Given task: Convert the records, from the line containing "put a marker on the chevrolet" up to and including the last line of the records, into a Markdown table with two columns: n for the row number and Line for the text of each line. Leave out blank lines.

The records:
========================================================================
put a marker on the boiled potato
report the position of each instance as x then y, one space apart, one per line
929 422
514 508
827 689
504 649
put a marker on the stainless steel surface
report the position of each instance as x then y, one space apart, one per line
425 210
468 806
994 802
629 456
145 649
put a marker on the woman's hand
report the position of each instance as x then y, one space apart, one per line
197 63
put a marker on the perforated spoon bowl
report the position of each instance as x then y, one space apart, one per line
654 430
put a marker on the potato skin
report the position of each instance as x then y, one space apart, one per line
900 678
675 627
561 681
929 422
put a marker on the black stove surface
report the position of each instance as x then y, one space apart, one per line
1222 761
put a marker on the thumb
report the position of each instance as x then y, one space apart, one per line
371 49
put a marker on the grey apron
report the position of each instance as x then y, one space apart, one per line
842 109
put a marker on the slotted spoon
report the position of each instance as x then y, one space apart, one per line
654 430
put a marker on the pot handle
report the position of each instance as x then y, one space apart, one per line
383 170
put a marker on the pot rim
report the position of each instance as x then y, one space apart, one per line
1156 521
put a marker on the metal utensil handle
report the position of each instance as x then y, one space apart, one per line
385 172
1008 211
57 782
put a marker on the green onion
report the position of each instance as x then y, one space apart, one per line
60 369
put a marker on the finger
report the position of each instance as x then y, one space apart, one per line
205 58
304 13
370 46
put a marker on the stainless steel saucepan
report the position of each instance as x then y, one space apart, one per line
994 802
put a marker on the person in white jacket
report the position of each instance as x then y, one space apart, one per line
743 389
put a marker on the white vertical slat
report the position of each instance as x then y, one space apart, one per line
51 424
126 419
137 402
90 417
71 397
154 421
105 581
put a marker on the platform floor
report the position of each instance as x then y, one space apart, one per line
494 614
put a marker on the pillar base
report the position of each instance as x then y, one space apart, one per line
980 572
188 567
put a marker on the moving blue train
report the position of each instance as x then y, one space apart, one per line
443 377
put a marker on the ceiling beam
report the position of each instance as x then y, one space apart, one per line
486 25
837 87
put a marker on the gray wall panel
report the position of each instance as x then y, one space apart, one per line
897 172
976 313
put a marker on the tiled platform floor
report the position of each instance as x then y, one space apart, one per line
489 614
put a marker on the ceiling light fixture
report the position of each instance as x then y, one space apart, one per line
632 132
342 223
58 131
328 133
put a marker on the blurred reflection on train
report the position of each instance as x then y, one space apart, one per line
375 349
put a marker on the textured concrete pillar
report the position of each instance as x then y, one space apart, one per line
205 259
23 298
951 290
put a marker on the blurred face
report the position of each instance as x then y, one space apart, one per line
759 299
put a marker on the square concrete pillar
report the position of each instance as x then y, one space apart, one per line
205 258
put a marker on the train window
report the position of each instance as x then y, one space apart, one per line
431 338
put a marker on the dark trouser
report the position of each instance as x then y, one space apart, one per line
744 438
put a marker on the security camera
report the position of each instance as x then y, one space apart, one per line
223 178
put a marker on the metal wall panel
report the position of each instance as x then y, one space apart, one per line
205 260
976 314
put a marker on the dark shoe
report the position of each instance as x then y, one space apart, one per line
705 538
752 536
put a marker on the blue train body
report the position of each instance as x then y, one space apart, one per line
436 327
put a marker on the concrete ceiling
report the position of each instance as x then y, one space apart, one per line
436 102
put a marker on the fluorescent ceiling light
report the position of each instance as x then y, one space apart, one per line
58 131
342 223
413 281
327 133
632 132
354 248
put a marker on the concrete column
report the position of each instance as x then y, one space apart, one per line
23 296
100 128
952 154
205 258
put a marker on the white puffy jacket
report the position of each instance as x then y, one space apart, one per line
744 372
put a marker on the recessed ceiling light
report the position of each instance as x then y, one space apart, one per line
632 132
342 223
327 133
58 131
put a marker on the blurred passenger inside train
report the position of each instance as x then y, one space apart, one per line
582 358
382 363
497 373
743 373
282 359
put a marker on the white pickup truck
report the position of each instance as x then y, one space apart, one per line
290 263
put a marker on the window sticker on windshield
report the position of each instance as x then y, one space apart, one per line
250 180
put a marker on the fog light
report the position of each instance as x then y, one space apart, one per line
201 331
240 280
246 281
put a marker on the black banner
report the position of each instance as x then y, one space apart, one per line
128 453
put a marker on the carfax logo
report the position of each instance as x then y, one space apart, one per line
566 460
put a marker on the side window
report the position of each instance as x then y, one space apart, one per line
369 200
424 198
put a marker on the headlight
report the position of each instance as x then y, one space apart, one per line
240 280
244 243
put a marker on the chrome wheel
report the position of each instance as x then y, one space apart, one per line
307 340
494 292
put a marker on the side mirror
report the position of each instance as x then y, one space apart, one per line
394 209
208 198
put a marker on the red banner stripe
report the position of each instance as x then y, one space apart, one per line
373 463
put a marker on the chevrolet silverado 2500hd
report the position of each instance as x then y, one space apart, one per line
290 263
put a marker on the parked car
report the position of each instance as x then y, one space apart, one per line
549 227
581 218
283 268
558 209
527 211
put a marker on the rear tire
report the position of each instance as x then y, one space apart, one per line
========================================================================
Output below:
| n | Line |
|---|---|
| 1 | put a marker on the chevrolet silverado 2500hd |
| 2 | report the position of each instance as x then y, one space apart, one per line |
| 3 | 290 263 |
| 4 | put a marker on the parked car |
| 5 | report the position of each instance as x then y, one space apart, one per line |
| 6 | 549 227 |
| 7 | 581 218 |
| 8 | 283 268 |
| 9 | 558 209 |
| 10 | 527 211 |
| 11 | put a marker on the rear tire |
| 12 | report the position of each instance as x then y, one space apart, one per line |